(PROBLEM REQUIREMENTS):
Take the line that contains "Question. Identify every instance of the silver spoon" as the first line and the final line of the records as the last; return exactly those lines and the lines between.

(RECORDS PROVIDED):
■ ■ ■ ■ ■ ■ ■
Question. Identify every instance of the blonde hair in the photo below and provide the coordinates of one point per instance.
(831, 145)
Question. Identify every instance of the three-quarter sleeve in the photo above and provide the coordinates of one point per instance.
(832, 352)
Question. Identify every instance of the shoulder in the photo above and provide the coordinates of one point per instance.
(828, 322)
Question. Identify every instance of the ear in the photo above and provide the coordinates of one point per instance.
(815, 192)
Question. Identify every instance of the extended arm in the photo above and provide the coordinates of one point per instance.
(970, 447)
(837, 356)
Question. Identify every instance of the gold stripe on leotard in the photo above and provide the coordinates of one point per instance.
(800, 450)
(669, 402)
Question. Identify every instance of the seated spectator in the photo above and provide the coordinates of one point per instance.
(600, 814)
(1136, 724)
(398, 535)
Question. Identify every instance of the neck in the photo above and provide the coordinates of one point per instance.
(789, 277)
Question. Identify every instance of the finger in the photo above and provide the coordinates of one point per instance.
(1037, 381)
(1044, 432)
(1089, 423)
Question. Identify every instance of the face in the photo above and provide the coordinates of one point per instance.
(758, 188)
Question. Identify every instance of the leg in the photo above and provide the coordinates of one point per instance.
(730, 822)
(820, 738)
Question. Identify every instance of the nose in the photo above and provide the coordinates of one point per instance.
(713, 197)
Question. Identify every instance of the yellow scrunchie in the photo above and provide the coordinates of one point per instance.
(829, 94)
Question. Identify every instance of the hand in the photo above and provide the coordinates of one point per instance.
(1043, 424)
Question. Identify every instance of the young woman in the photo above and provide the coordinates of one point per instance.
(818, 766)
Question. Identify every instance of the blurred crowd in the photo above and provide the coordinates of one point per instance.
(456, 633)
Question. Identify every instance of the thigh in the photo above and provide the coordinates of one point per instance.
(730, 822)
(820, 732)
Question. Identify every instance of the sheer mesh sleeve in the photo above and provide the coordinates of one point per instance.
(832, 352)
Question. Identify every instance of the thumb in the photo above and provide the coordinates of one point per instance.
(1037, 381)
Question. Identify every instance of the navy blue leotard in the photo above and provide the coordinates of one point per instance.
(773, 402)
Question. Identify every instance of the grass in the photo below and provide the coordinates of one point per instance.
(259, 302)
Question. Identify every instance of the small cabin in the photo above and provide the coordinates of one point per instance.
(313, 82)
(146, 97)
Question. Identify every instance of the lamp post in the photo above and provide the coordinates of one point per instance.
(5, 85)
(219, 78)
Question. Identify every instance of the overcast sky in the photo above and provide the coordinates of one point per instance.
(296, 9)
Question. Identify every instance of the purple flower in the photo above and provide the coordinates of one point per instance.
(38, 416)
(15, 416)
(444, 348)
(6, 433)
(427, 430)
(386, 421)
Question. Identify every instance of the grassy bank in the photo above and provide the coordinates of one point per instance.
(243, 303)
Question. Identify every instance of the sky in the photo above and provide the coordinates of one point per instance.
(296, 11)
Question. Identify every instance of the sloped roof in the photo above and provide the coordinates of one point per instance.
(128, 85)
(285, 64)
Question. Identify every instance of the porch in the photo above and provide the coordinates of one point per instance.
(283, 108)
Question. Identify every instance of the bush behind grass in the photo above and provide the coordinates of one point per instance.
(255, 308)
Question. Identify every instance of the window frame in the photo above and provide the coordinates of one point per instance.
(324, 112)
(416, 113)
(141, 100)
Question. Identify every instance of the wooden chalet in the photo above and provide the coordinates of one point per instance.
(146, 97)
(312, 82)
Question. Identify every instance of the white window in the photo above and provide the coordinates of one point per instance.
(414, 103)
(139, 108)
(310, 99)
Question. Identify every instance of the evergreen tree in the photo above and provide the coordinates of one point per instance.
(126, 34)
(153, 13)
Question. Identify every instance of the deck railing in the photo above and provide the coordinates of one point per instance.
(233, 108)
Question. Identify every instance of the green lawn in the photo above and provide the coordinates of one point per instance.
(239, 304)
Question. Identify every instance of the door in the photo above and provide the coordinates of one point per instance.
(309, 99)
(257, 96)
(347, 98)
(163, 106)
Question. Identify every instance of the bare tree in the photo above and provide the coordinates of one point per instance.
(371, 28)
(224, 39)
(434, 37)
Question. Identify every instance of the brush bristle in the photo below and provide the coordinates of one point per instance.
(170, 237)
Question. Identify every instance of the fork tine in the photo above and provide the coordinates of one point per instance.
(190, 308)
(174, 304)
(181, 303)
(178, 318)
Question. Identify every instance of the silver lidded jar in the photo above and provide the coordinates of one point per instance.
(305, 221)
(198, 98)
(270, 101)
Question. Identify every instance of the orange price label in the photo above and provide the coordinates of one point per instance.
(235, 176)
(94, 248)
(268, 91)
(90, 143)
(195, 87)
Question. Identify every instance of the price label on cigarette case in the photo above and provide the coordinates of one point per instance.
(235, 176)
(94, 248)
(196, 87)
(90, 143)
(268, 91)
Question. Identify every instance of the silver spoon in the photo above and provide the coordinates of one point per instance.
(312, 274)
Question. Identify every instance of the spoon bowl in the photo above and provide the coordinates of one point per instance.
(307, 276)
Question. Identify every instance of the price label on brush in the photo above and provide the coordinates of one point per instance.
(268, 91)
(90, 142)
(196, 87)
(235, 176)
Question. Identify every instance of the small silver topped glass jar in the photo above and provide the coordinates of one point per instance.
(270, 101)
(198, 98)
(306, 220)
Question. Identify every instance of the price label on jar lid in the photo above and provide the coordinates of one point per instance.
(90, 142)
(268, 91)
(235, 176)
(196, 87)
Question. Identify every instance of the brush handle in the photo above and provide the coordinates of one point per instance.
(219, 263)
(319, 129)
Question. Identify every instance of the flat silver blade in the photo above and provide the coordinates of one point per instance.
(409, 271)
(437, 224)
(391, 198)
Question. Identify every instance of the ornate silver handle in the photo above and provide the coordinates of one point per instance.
■ ■ ■ ■ ■ ■ ■
(ANSWER TO THE PROBLEM):
Question. Identify every instance of the silver spoon in the photo above and provide the coordinates of one point per instance.
(312, 274)
Question. Identify every instance of the spoon bowl in the photo above and provide the coordinates of one point per instance.
(307, 276)
Question. Identify every instance of the price label on brush in the photo above and provide the coordinates of one point per instance.
(268, 91)
(90, 142)
(196, 87)
(235, 176)
Question. Identify every instance of the small silver topped glass jar in the photo above and provide the coordinates of one point per instance.
(270, 101)
(198, 98)
(306, 220)
Question. Identify every instance of the price label on jar lid in the photo above and provide the coordinates of one point per instance.
(90, 142)
(268, 91)
(235, 176)
(196, 87)
Question. Identify every instance of the brush handle in the photo above and provide the coordinates of one point per instance.
(219, 263)
(319, 129)
Question. Identify every instance of the flat silver blade in the photo above and provide the coordinates of one point per instance.
(409, 271)
(437, 224)
(391, 198)
Question. Identify every instance of the ornate silver handle in the photo above and provide the coordinates of one point per instance.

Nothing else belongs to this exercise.